**TASK REQUIREMENTS**: Report every line in the material below that contains the word "formation". Matches must agree in case.

(Records of labeled points)
= = =
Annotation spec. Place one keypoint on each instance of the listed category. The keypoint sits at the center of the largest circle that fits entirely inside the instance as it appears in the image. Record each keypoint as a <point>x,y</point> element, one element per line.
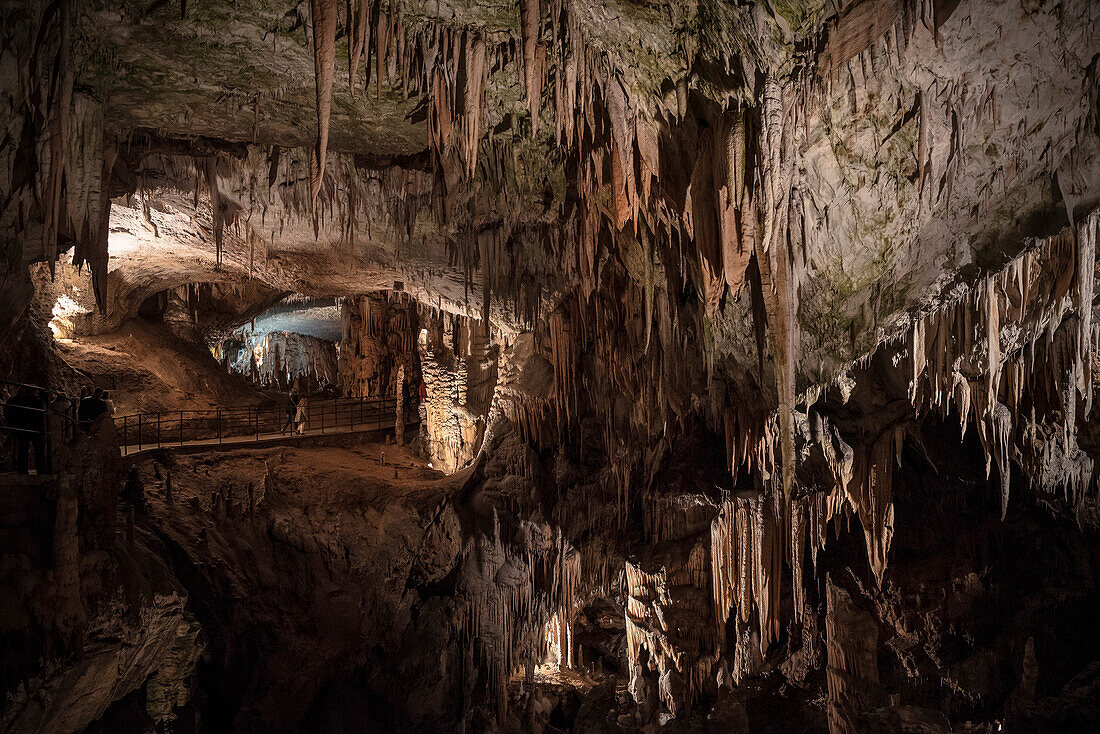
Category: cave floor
<point>149,367</point>
<point>307,475</point>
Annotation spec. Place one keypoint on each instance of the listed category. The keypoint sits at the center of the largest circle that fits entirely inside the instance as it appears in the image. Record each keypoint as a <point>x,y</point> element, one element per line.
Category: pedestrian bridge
<point>256,424</point>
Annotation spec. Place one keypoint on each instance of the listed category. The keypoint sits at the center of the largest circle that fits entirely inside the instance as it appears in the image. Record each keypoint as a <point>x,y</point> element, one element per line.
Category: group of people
<point>40,420</point>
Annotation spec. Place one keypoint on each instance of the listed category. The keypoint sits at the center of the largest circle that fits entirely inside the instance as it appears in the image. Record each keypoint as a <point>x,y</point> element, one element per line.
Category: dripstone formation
<point>751,344</point>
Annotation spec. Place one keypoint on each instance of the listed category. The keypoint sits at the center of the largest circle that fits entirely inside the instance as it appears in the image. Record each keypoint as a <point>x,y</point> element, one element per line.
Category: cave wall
<point>377,349</point>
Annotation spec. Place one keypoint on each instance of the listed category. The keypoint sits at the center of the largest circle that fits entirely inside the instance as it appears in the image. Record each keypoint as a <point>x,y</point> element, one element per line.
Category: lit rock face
<point>459,375</point>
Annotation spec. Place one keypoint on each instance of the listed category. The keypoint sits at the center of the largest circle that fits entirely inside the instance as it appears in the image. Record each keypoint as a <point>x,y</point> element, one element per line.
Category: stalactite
<point>322,15</point>
<point>530,22</point>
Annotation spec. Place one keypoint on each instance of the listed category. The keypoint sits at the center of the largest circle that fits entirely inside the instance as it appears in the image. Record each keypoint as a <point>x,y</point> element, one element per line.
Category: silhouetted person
<point>301,416</point>
<point>90,408</point>
<point>25,413</point>
<point>292,411</point>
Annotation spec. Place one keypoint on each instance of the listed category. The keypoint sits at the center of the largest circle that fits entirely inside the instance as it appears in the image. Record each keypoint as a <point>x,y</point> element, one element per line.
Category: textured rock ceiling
<point>718,265</point>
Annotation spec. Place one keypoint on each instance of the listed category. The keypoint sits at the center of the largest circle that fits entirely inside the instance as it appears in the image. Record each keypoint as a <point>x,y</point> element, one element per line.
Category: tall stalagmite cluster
<point>680,286</point>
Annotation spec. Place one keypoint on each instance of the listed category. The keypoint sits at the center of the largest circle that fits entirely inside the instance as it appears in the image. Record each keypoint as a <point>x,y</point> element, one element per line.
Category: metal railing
<point>145,430</point>
<point>44,423</point>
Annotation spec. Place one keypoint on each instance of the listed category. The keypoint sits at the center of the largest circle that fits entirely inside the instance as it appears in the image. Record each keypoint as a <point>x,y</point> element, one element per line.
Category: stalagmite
<point>322,15</point>
<point>474,101</point>
<point>530,23</point>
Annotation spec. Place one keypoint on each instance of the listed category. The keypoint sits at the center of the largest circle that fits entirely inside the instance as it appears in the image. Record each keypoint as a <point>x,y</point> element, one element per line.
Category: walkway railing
<point>35,419</point>
<point>145,430</point>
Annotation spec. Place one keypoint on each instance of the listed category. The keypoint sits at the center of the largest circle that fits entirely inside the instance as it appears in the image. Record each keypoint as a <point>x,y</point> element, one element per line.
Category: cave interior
<point>549,365</point>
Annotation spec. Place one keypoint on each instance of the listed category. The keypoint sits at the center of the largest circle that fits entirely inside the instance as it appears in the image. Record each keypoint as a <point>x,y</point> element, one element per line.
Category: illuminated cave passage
<point>549,367</point>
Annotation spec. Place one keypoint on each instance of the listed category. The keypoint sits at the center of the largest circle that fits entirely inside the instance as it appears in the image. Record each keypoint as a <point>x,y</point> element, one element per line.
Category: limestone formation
<point>751,347</point>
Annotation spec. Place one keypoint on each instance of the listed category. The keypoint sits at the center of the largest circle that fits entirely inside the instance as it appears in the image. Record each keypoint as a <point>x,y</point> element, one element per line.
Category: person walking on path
<point>292,411</point>
<point>301,415</point>
<point>25,415</point>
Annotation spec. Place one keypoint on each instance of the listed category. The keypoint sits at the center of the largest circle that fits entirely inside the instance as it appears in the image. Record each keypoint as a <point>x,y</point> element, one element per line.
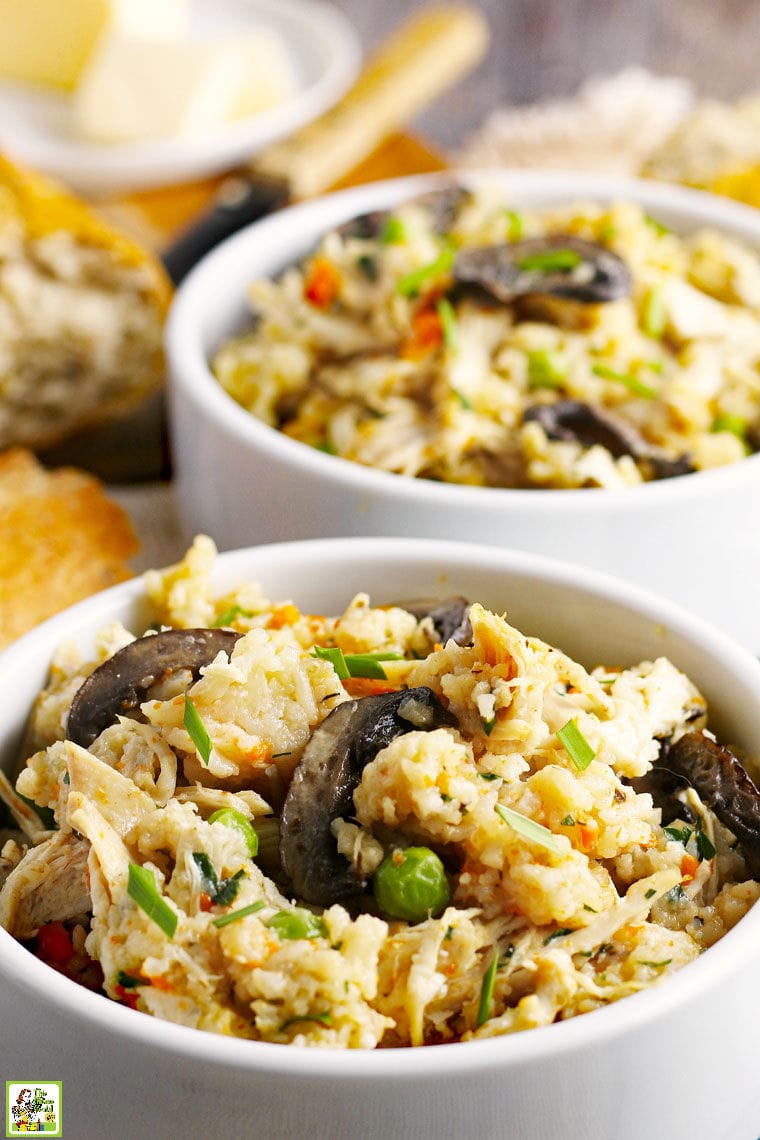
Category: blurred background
<point>547,48</point>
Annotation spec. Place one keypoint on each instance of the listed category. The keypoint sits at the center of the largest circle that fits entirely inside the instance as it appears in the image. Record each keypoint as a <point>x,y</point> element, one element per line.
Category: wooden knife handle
<point>428,54</point>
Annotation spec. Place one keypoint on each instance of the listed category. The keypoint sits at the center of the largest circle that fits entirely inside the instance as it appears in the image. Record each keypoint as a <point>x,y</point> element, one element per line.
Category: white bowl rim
<point>736,950</point>
<point>189,368</point>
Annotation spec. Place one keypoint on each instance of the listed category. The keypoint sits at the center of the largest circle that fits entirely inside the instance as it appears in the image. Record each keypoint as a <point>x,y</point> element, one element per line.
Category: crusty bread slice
<point>81,314</point>
<point>60,539</point>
= = =
**SOLUTION TO THIS PROBLEM**:
Category: dripstone formation
Category: limestone formation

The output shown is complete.